"""
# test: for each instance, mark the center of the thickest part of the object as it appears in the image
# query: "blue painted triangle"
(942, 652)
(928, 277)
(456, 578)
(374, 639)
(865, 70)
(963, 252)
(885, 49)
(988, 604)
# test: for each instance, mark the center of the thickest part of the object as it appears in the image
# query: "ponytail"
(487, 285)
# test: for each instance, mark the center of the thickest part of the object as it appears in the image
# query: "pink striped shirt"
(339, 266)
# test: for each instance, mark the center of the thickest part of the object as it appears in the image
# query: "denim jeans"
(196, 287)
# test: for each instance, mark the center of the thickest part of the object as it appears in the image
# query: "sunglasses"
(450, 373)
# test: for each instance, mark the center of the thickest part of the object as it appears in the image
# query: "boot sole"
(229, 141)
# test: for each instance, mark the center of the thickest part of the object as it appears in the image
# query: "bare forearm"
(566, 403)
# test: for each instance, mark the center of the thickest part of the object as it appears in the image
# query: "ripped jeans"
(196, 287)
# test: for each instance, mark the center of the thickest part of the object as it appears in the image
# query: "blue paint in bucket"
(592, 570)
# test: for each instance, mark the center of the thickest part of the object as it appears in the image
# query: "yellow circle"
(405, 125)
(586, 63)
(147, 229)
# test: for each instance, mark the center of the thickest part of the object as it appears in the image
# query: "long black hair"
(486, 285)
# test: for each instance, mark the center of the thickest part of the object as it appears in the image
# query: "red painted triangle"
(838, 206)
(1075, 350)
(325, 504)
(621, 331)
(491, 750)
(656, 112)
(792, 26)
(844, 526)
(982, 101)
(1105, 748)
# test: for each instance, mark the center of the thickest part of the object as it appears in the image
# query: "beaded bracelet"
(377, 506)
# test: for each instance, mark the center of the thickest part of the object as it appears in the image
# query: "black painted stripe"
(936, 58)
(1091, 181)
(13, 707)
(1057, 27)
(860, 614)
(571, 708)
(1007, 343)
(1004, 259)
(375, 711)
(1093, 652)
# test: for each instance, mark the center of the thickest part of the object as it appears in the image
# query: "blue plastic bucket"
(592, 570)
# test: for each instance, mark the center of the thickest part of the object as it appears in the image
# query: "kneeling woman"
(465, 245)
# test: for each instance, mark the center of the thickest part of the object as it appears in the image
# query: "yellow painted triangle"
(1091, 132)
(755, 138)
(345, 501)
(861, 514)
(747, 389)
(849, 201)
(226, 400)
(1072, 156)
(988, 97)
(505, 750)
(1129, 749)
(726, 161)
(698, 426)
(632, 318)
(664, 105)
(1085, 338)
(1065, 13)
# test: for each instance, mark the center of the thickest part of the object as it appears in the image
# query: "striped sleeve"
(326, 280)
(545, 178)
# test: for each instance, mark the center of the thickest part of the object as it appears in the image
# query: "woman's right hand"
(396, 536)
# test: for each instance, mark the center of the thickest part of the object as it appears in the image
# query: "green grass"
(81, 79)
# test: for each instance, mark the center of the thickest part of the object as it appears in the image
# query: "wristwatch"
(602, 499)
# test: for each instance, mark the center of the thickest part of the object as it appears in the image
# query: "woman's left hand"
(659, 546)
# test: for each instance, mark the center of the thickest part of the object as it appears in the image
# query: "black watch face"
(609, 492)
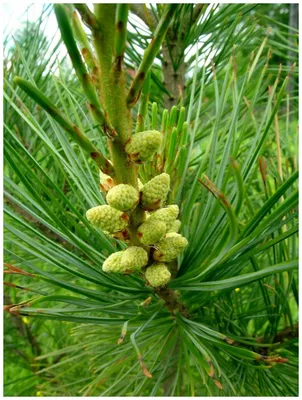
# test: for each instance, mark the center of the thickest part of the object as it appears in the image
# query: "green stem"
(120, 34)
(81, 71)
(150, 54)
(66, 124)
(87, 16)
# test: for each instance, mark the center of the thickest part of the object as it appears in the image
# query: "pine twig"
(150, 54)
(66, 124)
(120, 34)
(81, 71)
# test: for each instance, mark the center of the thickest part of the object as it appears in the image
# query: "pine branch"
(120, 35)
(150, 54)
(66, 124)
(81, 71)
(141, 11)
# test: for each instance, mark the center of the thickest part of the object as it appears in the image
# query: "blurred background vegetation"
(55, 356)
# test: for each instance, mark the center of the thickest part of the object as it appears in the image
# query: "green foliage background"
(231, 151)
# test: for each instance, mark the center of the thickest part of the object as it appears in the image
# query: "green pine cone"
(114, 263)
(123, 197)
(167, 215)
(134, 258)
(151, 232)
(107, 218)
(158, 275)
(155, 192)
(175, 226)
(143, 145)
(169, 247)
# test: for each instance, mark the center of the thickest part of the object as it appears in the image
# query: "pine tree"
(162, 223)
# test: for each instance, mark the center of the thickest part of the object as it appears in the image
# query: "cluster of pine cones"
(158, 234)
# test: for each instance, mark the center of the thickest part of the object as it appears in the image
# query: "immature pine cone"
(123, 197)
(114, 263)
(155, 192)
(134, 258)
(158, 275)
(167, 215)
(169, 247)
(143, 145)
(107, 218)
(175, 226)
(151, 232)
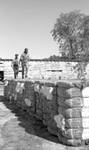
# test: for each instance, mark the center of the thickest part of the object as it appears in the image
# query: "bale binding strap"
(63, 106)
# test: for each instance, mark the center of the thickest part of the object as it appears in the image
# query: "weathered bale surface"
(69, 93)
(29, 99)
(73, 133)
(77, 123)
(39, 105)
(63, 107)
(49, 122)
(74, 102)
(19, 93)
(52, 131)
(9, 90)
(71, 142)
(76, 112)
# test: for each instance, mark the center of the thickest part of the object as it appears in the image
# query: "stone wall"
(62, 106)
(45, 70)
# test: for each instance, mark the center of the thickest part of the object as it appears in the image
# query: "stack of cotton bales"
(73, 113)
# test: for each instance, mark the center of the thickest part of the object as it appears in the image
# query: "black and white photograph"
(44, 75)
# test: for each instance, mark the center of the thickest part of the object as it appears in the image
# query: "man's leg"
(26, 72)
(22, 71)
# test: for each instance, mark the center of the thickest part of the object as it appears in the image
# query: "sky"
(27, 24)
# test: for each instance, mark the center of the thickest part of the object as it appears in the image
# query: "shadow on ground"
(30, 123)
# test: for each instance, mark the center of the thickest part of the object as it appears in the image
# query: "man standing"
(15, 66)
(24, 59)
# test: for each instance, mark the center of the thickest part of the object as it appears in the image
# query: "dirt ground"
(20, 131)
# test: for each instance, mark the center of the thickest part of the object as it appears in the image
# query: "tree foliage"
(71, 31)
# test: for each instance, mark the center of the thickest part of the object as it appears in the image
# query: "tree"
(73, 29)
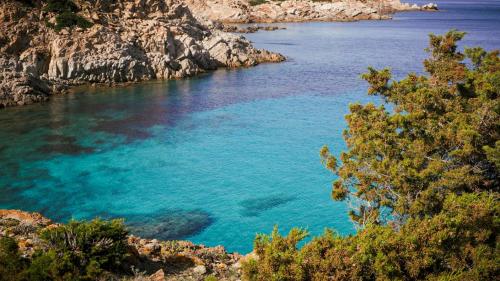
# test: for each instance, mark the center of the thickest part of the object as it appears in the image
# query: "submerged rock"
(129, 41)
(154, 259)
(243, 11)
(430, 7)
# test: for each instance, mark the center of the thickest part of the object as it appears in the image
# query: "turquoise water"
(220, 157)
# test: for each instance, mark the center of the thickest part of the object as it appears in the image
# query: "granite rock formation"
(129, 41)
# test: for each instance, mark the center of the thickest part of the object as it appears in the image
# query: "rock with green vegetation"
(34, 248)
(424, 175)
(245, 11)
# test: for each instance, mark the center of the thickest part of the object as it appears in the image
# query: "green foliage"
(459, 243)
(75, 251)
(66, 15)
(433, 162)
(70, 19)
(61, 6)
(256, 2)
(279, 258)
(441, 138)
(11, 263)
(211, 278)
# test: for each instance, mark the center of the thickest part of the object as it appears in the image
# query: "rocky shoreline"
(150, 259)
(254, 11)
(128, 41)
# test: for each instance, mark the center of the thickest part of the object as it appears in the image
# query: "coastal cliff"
"""
** Work request **
In the copy, omit the pictures and reproduce every entry exactly.

** Result **
# test: for each instance, mark the center of the thickest part of the object as it appears in the image
# query: "blue painted triangle"
(942, 652)
(928, 277)
(456, 578)
(374, 639)
(865, 70)
(963, 252)
(885, 49)
(988, 604)
# test: for each instance, mark the center of the thickest part of the object as it appears in the image
# query: "ponytail"
(487, 285)
# test: for each instance, mark the center of the thickest part of the object as it appears in the image
# query: "pink striped shirt"
(339, 266)
# test: for each instance, mark the center of the thickest part of the object as it appears in the image
# query: "denim jeans"
(196, 287)
# test: for each instance, mark the center of the thickest part of the object as it appears in the image
# query: "sunglasses"
(450, 373)
# test: for each instance, mark the center of the thickest part of the object as it appears in the image
# query: "boot sole"
(229, 141)
# test: for each instance, mark the center of the thickest part of the object as it appears in the image
# query: "bare forearm"
(566, 403)
# test: for each instance, mark the center of the thickest part of the object as it appears in the image
# query: "ripped jeans"
(196, 287)
# test: for each instance, mark the center of the thickest part of the object as it appears in the image
# query: "blue paint in bucket"
(592, 570)
# test: for each instance, mark the center of the thickest part of the object as it appears in the image
# query: "yellow circle"
(405, 125)
(586, 63)
(147, 229)
# test: for each instance, mark the center of the thickest part of the object as it appears in the image
# query: "long black hair"
(486, 285)
# test: for each instance, mark the center of the thickest part of the object as it appears in the image
# query: "red painted triangle"
(838, 206)
(1075, 350)
(325, 504)
(621, 331)
(491, 750)
(656, 112)
(792, 26)
(844, 526)
(982, 101)
(1105, 748)
# test: for each instance, mark the center of the thickest part of the object as it appears in the image
# query: "beaded bracelet"
(377, 506)
# test: for each instance, mark the center of the thickest part of the object as it appears in the image
# query: "black painted stripe"
(936, 58)
(1091, 181)
(13, 707)
(1057, 27)
(860, 614)
(571, 708)
(1007, 343)
(1004, 259)
(375, 711)
(1093, 652)
# test: for each instance, mark the center of the thickest part of the object as it appears in the image
# query: "blue plastic bucket"
(592, 570)
# test: for each instance, mark the center of the thickest part of the object as it appears in the image
# query: "kneeling woman"
(465, 245)
# test: for each instance, mark the center of the thickest part of the object as it appears in the image
# query: "yellow painted triangle"
(1091, 132)
(755, 138)
(345, 501)
(861, 514)
(747, 389)
(849, 201)
(226, 400)
(1072, 156)
(988, 97)
(505, 750)
(1129, 749)
(726, 161)
(698, 426)
(632, 318)
(664, 105)
(1085, 338)
(1065, 13)
# test: for each instance, mark the center of the thickest part of the object as it appears in the image
# query: "striped sleeve"
(326, 280)
(545, 178)
# test: for each instance, mark the center of the thickest part of the object as it appears in the image
# query: "woman's right hand"
(396, 536)
# test: for each instance, mark the center of the thickest part of the object as it appears in the image
# query: "green grass"
(81, 79)
# test: for each instance, mark the center of the thickest part of the object as it appears in the image
# query: "wristwatch"
(602, 499)
# test: for each instance, mark the center of the thickest part of the object as it appears in the image
# query: "woman's left hand"
(659, 546)
# test: for each instance, mark the center of the thickest part of the object as it appears in the image
# query: "black watch face"
(609, 492)
# test: for each instance, mark the center of the thickest part of the object as it appears in the image
# query: "green stem"
(120, 34)
(81, 71)
(150, 54)
(66, 124)
(87, 16)
# test: for each instance, mark the center of the thickest part of the object as it appears in the image
# query: "pine twig"
(150, 54)
(66, 124)
(120, 34)
(81, 71)
# test: for each instance, mark the center of the thickest part of the object as it appears in the image
# query: "pine branch"
(120, 35)
(150, 54)
(66, 124)
(81, 71)
(141, 11)
# test: for each instance, mark the center of the thickest part of the object as it appears in the image
# query: "blurred background vegetation"
(55, 356)
# test: for each instance, mark the center of the thickest part of the object as it appears in the image
# query: "green foliage background"
(231, 151)
# test: for each instance, mark the center of the thickest part of the object as it appears in the image
# query: "green pine cone"
(114, 263)
(123, 197)
(167, 215)
(134, 258)
(151, 232)
(107, 218)
(158, 275)
(155, 192)
(175, 226)
(143, 145)
(169, 247)
# test: for each instance, mark the center of the thickest part of the object as it appears in the image
# query: "pine tree"
(162, 223)
# test: for each instance, mark the center of the thickest part of the object as it appears in the image
# query: "cluster of pine cones"
(158, 234)
# test: for each instance, mark the center of the thickest part of the object as it appears in the image
# query: "immature pine cone"
(123, 197)
(114, 263)
(155, 192)
(134, 258)
(158, 275)
(167, 215)
(169, 247)
(143, 145)
(107, 218)
(175, 226)
(151, 232)
# test: for each instance, mark the center of the thickest part of the object as it appears in the image
# query: "bale binding strap"
(63, 106)
# test: for each instance, mark the center of the thickest part of the object as it appears in the image
# query: "weathered bale surface"
(69, 93)
(29, 99)
(73, 133)
(77, 123)
(39, 105)
(63, 107)
(49, 122)
(74, 102)
(19, 93)
(52, 131)
(9, 90)
(71, 142)
(76, 112)
# test: for each instance, mark the center of the thickest part of the object as it appears in the image
# query: "stone wall"
(62, 106)
(45, 70)
# test: for each instance, mark the center of the thickest part of the object as it appears in the image
# query: "stack of cotton bales"
(73, 113)
# test: for each instance, mark the center of the thickest part of the object as it appears in the image
# query: "black and white photograph"
(44, 75)
# test: for each instance, mark the center of the thickest part of the object as it appears in the image
# query: "man's leg"
(26, 72)
(22, 71)
# test: for each instance, mark the center of the thickest part of the object as it appears in the image
# query: "sky"
(27, 24)
# test: for each instance, mark the center of the thickest part of the object as it appears in the image
# query: "shadow on ground"
(30, 123)
# test: for each instance, mark the center of the thickest part of the object as it appears in the image
# query: "man standing"
(15, 66)
(24, 59)
# test: for each instance, mark the center of the thickest part of the object as it appears in the image
# query: "dirt ground"
(20, 131)
# test: for each instance, mark the center of the thickest part of the object as it appears in the image
# query: "tree foliage"
(71, 31)
# test: for each instance, mark the center of the thickest part of the object as it appears in the image
# query: "tree"
(73, 29)
# test: for each instance, mark the center of the thickest part of the object as it appears in the image
# query: "submerged rock"
(129, 41)
(154, 259)
(243, 11)
(430, 7)
# test: for each instance, mark the center of the thickest part of the object as it appears in the image
# query: "turquoise water"
(220, 157)
# test: for each instance, mark the center of the thickest part of the object as it appears in the image
# query: "granite rock formation"
(129, 41)
# test: for each instance, mark the center of the thickest part of the object as it appears in the image
# query: "rock with green vegetation"
(34, 248)
(424, 175)
(245, 11)
# test: for each instance, mark the center of the thickest part of the object as it appears in the image
# query: "green foliage"
(459, 243)
(75, 251)
(66, 15)
(433, 162)
(70, 19)
(61, 6)
(256, 2)
(279, 258)
(441, 138)
(11, 263)
(211, 278)
# test: for each instance, mark the center of the thickest part of the object as it appears in the image
# query: "rocky shoreline"
(150, 259)
(254, 11)
(128, 41)
# test: for each instance, mark the center of the thickest part of the object as it appears in the image
# query: "coastal cliff"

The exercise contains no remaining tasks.